═══ THE DATA ═══
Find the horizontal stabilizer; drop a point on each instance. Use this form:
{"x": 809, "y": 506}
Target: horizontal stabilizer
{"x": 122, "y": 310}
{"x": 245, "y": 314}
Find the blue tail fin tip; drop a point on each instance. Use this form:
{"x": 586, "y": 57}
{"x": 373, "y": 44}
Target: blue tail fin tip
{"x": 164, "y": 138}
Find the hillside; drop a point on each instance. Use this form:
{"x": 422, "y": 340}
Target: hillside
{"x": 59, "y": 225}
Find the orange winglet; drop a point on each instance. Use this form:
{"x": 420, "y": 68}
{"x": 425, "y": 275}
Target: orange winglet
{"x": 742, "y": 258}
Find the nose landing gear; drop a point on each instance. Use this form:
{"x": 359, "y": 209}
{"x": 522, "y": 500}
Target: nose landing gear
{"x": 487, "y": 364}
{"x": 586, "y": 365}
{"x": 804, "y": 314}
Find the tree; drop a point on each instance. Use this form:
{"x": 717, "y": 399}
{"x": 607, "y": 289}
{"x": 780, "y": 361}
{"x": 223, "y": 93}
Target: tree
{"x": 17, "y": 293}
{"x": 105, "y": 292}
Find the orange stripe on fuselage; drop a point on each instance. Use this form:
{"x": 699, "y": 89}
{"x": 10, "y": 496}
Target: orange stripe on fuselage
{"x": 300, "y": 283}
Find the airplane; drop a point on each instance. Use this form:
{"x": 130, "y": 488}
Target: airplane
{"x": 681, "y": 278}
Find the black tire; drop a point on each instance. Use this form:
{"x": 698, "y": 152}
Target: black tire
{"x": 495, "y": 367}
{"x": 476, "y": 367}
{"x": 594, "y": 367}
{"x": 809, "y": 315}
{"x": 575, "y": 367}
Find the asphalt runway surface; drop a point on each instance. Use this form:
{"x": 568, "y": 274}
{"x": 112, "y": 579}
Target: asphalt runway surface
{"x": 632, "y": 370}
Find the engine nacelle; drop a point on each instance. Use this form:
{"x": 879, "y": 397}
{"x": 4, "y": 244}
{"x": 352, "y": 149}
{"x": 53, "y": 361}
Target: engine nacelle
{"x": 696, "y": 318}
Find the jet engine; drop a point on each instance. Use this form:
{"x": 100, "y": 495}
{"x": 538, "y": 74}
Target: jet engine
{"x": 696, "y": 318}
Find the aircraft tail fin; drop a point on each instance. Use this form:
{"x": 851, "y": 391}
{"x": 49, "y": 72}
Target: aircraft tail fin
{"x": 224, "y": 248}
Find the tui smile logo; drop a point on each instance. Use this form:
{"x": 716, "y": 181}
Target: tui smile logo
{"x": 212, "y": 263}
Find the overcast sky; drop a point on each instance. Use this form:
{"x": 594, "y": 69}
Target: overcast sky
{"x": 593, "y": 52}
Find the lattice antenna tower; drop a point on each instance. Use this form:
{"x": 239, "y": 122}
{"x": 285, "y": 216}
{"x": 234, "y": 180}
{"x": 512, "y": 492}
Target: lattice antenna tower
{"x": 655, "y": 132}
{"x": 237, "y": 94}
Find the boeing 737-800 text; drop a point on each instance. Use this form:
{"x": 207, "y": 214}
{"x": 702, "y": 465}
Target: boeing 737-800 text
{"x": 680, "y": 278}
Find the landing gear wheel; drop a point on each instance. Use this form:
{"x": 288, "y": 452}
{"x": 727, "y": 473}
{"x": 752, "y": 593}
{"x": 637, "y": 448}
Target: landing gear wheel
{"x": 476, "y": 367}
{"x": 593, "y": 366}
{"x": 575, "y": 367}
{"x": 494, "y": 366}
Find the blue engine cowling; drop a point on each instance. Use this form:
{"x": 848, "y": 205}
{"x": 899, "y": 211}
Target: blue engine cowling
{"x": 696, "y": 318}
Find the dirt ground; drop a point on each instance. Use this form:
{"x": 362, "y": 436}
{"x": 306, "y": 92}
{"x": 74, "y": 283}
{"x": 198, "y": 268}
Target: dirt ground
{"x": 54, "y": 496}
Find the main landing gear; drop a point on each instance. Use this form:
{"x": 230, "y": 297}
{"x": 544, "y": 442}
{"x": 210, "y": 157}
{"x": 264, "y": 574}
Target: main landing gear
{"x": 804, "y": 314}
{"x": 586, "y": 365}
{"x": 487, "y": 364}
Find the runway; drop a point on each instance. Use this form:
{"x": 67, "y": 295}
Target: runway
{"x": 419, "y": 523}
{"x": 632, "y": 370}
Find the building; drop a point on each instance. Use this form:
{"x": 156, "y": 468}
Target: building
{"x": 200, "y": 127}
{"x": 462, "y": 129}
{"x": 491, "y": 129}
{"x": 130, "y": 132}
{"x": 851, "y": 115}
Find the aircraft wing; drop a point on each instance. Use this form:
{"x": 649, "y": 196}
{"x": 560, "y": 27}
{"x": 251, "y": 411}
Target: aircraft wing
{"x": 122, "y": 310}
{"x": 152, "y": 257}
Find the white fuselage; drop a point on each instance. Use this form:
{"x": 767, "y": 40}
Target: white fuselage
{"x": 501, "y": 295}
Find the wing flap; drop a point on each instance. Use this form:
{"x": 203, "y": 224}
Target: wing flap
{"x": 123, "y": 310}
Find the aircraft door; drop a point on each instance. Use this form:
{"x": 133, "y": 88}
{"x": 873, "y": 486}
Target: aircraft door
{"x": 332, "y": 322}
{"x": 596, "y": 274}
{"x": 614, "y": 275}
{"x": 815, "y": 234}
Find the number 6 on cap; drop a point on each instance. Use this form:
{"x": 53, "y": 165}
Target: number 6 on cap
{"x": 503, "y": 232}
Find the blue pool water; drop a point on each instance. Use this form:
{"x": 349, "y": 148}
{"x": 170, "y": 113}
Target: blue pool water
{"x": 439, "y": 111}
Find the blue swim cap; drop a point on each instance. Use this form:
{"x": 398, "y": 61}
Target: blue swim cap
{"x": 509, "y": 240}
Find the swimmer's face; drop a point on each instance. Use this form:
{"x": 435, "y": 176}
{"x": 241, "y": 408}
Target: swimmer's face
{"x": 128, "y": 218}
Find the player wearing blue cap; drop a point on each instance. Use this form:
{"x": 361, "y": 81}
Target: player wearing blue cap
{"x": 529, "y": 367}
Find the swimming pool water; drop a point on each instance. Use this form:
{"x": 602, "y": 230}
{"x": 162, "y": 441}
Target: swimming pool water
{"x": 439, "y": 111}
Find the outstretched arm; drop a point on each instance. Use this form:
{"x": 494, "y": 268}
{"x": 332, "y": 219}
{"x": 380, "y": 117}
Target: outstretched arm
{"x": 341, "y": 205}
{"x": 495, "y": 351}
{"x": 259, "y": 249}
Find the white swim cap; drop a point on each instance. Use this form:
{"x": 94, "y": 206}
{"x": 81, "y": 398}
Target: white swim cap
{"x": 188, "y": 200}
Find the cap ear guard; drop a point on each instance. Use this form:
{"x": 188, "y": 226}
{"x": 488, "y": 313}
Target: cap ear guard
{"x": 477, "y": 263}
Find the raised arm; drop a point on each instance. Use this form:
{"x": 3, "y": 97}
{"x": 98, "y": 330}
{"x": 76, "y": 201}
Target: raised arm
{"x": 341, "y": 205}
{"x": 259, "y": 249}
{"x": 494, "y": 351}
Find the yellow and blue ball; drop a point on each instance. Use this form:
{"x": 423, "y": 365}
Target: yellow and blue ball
═══
BRIEF: A faithful copy is required of the lines from the one with "Find the swimmer's" through the last line of the data; please add nothing.

RESULT OF THE EXERCISE:
Find the swimmer's face; drop a point on each instance. Use this form:
{"x": 435, "y": 176}
{"x": 241, "y": 408}
Target: swimmer's face
{"x": 128, "y": 218}
Find the player wearing blue cap; drop a point on each instance. Use this form:
{"x": 361, "y": 81}
Target: player wearing blue cap
{"x": 529, "y": 367}
Find the swimming pool water; drop a point on each instance. Use this form:
{"x": 602, "y": 230}
{"x": 162, "y": 441}
Target: swimming pool water
{"x": 439, "y": 111}
Find the outstretched arm; drop a point on each instance. Use this form:
{"x": 494, "y": 268}
{"x": 332, "y": 219}
{"x": 380, "y": 117}
Target: outstretched arm
{"x": 341, "y": 205}
{"x": 495, "y": 351}
{"x": 259, "y": 249}
Find the white swim cap; drop a point on each instance. Use this form:
{"x": 94, "y": 206}
{"x": 81, "y": 398}
Target: white swim cap
{"x": 188, "y": 200}
Find the cap ear guard; drop a point on each instance. Use this form:
{"x": 188, "y": 226}
{"x": 488, "y": 313}
Target: cap ear guard
{"x": 477, "y": 263}
Find the raised arm; drop a point on each instance. Use this form:
{"x": 3, "y": 97}
{"x": 98, "y": 330}
{"x": 76, "y": 201}
Target: raised arm
{"x": 341, "y": 205}
{"x": 259, "y": 249}
{"x": 494, "y": 351}
Find the yellow and blue ball; drop a point on each instance. Use this form:
{"x": 423, "y": 365}
Target: yellow and blue ball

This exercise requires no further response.